### EXCERPT
Ethics Office: White House Should Weigh Disciplinary Action Against Conway
WASHINGTON (Reuters) – The White House should consider disciplinary action against presidential adviser Kellyanne Conway for appearing to violate government ethics rules by publicly endorsing Ivanka Trump products, the Office of Government Ethics wrote in a letter made public on Tuesday.
The letter, dated Monday and addressed to a White House ethics official, asked President Donald Trump’s administration to investigate the incident and gave it two weeks to provide its findings and detail any disciplinary steps taken.
Conway, Trump’s presidential campaign manager and now a senior counselor, said on Fox News last week that Americans should “go buy Ivanka’s stuff.” She spoke after retailer Nordstrom announced it was dropping the branded line of Ivanka Trump, the president’s older daughter.
Federal ethics rules prohibit executive branch employees from using their positions to endorse products.
“There is strong reason to believe that Ms. Conway has violated the Standards of Conduct and that disciplinary action is warranted,” Office of Government Ethics Director Walter Shaub wrote in the letter.
Stefan Passantino, the White House ethics official named in the letter, declined to comment. A White House spokesman did not reply to a request for comment.
The ethics office has little enforcement power. It can formally recommend disciplinary action if the White House does not act, Shaub said in a separate letter to two U.S. lawmakers who sought a review of Conway’s remarks.
That recommendation would not be binding, and the process would take until late April or early May, Shaub said. If the ethics office does formally recommend discipline, it would be up to the White House to decide any steps against Conway.

### TASK SET
1. According to the article on Kellyanne Conway, how long did the Office of Government Ethics give the administration to report its findings?
2. Please explain, using the article on Kellyanne Conway, why her remark on Fox News appeared to violate government ethics rules.

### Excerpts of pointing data

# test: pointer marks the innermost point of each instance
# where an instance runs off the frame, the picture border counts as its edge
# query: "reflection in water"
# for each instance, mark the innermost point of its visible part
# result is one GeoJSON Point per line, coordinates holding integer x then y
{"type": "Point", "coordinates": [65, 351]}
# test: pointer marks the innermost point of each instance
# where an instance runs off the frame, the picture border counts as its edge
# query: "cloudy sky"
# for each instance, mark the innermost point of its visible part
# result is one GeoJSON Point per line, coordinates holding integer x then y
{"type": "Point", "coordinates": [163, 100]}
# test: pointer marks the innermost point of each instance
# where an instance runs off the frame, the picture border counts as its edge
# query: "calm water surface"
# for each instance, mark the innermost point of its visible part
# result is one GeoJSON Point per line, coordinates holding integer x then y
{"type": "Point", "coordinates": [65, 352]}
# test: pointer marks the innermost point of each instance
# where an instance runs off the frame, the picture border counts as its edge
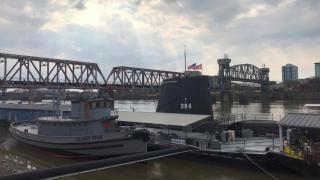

### WRITTEN ANSWERS
1. Two weeks.

2. Federal ethics rules prohibit executive branch employees from using their positions to endorse products. As a senior counselor, Conway told Americans to "go buy Ivanka's stuff," which publicly endorsed Ivanka Trump products.